Reproduce exactly, with no other output, every line of the data below from the line containing "Give one point for each instance of the man's black" to the end, inclusive.

--- start Records provided ---

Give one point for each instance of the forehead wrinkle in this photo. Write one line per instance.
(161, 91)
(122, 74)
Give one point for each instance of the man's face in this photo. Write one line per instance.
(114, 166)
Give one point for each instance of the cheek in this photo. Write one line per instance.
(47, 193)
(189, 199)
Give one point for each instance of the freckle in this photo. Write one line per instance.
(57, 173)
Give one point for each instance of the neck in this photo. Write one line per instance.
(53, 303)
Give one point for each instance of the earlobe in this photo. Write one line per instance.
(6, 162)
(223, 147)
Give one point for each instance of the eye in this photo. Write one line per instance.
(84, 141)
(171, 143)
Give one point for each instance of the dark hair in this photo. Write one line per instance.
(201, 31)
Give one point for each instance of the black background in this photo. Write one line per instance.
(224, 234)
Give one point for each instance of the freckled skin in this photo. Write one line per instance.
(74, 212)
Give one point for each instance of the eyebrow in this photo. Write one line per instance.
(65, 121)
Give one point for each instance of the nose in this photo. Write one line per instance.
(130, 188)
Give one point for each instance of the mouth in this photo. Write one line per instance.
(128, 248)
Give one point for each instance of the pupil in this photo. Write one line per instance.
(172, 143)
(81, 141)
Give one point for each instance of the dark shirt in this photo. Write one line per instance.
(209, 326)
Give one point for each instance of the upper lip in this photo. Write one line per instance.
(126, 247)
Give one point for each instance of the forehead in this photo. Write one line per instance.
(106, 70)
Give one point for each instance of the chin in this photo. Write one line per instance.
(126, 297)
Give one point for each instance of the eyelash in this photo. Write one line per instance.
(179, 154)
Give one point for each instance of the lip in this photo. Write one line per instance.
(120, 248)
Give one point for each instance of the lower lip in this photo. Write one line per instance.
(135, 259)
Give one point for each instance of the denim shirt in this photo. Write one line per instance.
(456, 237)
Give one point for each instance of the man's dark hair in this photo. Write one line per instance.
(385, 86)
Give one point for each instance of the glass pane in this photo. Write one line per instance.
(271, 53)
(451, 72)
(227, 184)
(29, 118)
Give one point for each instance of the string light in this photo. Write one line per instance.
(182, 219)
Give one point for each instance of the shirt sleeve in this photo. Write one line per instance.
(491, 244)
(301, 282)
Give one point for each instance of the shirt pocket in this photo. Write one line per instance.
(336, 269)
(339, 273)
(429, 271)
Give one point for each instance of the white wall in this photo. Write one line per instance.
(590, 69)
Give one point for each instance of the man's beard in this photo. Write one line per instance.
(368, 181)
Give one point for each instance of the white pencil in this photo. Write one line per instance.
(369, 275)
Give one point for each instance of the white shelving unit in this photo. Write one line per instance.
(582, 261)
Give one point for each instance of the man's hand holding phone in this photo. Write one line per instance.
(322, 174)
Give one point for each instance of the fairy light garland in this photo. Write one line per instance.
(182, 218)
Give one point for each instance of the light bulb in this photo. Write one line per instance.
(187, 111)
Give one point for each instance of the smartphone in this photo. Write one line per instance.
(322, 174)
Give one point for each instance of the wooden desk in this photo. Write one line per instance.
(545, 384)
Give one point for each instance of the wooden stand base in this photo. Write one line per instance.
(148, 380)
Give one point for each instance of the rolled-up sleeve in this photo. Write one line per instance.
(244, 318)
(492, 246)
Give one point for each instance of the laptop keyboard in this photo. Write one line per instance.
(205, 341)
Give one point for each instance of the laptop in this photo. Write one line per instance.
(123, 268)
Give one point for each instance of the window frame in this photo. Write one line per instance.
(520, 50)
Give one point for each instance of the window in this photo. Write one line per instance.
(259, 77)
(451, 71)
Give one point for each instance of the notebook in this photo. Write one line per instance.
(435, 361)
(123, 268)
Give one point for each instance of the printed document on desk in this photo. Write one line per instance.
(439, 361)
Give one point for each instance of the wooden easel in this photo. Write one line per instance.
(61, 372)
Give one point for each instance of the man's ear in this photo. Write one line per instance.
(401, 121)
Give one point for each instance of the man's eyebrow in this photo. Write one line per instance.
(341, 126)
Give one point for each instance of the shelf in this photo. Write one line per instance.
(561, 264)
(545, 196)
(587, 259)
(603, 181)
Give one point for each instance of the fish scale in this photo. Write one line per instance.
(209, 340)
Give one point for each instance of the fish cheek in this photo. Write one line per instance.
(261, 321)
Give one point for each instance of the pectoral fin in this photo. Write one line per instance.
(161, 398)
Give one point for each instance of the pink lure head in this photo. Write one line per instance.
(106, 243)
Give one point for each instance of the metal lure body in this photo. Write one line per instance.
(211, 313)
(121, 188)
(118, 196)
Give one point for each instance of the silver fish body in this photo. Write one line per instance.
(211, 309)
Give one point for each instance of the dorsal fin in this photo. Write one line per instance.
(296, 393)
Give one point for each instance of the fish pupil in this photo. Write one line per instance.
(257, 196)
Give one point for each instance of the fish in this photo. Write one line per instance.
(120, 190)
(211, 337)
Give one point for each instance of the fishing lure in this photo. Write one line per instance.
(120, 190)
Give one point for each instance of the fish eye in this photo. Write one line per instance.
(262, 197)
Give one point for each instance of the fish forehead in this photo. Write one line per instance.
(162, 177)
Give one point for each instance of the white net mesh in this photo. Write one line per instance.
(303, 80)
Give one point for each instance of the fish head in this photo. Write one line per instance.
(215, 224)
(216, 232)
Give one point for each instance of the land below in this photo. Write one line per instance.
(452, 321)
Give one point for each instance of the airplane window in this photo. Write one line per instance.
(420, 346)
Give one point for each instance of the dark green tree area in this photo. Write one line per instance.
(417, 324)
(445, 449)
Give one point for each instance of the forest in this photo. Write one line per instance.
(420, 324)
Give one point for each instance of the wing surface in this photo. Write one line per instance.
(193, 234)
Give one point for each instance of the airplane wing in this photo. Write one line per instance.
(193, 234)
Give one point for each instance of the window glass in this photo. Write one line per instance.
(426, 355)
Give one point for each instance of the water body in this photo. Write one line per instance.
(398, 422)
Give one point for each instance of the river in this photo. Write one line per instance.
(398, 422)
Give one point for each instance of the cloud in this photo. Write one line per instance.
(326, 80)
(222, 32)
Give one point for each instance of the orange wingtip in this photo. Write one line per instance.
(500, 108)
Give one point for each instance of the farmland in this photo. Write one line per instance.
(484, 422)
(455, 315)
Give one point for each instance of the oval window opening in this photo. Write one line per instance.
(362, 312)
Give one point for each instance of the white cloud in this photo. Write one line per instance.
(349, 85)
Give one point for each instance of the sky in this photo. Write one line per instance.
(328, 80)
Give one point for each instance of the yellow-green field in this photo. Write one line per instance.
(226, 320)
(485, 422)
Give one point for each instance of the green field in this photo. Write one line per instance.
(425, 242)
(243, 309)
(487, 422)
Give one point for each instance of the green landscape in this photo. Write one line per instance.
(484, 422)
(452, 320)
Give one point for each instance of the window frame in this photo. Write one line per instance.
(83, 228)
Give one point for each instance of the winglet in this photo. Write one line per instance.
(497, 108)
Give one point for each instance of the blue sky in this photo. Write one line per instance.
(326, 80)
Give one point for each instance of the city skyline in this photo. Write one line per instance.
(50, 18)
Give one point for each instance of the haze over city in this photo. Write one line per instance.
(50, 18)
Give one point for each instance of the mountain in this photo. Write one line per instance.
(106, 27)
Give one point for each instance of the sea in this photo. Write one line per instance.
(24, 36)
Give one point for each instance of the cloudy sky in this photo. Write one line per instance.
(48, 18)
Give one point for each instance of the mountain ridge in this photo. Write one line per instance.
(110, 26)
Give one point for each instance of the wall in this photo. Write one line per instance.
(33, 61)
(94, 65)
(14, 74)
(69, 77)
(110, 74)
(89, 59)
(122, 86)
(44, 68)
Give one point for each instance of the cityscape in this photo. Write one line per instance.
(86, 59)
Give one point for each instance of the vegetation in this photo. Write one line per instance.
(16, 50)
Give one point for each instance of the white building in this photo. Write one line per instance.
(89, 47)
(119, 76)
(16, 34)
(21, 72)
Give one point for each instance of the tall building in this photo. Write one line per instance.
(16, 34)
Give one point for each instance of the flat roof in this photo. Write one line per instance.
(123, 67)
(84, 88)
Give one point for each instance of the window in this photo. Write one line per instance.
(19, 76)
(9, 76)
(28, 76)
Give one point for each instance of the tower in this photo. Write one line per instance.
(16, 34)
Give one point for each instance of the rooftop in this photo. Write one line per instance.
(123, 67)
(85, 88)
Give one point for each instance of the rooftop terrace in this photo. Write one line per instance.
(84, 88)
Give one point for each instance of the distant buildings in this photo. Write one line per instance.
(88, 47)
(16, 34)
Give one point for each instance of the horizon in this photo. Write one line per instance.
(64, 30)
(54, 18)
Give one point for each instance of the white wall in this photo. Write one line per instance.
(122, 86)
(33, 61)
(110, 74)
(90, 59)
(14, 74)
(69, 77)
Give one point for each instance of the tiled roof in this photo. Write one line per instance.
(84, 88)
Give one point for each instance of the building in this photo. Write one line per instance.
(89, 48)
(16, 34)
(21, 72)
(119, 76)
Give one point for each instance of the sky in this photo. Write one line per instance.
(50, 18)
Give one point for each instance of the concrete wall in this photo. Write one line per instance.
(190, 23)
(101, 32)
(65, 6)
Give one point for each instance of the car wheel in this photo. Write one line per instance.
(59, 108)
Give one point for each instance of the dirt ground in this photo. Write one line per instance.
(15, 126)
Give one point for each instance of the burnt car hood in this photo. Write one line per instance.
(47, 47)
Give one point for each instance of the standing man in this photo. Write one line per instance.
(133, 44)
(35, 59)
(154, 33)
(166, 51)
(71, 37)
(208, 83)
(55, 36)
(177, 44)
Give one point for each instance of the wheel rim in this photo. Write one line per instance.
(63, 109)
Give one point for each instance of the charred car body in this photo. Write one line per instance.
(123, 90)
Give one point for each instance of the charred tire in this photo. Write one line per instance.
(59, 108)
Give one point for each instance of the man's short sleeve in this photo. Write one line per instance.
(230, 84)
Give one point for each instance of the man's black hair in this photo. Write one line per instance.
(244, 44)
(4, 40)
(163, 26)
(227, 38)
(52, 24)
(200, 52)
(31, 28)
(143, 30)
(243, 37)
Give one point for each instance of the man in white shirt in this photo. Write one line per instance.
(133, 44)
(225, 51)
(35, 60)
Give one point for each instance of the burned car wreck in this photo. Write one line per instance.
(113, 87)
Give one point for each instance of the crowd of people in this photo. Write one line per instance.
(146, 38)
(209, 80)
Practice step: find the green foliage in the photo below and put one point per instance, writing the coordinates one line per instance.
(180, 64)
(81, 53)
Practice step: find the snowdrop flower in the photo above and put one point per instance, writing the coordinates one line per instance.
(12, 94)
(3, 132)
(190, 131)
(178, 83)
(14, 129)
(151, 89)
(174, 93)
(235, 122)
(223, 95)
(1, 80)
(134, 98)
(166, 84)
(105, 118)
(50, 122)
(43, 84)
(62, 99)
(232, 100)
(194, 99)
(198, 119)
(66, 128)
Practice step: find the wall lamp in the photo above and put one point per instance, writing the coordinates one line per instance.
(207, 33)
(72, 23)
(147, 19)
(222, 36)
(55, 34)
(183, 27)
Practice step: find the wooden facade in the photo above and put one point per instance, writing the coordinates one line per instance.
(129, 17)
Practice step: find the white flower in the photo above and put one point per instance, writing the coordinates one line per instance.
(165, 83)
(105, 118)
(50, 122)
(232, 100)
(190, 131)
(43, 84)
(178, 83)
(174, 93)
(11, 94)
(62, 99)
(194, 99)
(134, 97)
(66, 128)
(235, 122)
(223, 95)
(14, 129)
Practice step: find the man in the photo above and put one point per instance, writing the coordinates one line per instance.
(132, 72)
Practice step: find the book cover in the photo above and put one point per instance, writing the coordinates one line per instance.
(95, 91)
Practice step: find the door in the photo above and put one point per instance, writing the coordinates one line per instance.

--- end Records provided ---

- **Response to this task**:
Give one point for each instance of the man's black hair in this photo. Write one line per instance.
(244, 44)
(4, 40)
(163, 26)
(227, 38)
(52, 24)
(200, 52)
(31, 28)
(143, 30)
(243, 37)
Give one point for each instance of the man in white shirt in this photo. Write one line per instance.
(133, 44)
(225, 51)
(35, 60)
Give one point for each instance of the burned car wreck in this photo. Write one line per instance.
(113, 87)
Give one point for each instance of the crowd of people in this photo. Write one line per instance.
(146, 38)
(209, 80)
Practice step: find the green foliage in the photo below and put one point per instance, writing the coordinates one line per instance.
(180, 64)
(81, 53)
Practice step: find the snowdrop flower in the photo above and put one point per instance, writing the coordinates one line per instance.
(12, 94)
(3, 132)
(190, 131)
(178, 83)
(14, 129)
(151, 89)
(174, 93)
(235, 122)
(223, 95)
(1, 80)
(134, 98)
(166, 84)
(105, 118)
(50, 122)
(43, 84)
(62, 99)
(232, 100)
(194, 99)
(198, 119)
(66, 128)
Practice step: find the wall lamp in the photo above and put one point per instance, writing the coordinates one line per instance.
(207, 33)
(72, 23)
(147, 19)
(222, 36)
(55, 34)
(183, 27)
Practice step: find the wooden facade in the photo above and put one point per instance, writing the coordinates one line per instance.
(129, 17)
Practice step: find the white flower in the photo above and put one point per instance, writing the coordinates one line per instance.
(165, 83)
(105, 118)
(50, 122)
(232, 100)
(190, 131)
(43, 84)
(178, 83)
(174, 93)
(11, 94)
(62, 99)
(194, 99)
(134, 97)
(66, 128)
(235, 122)
(223, 95)
(14, 129)
Practice step: find the man in the photo above and put one point per instance, writing the coordinates one line per instance.
(132, 72)
Practice step: find the book cover in the photo above and put one point per instance, writing the coordinates one line per instance.
(95, 91)
Practice step: find the door in the photo above and put one point per instance, writing the coordinates one line per instance.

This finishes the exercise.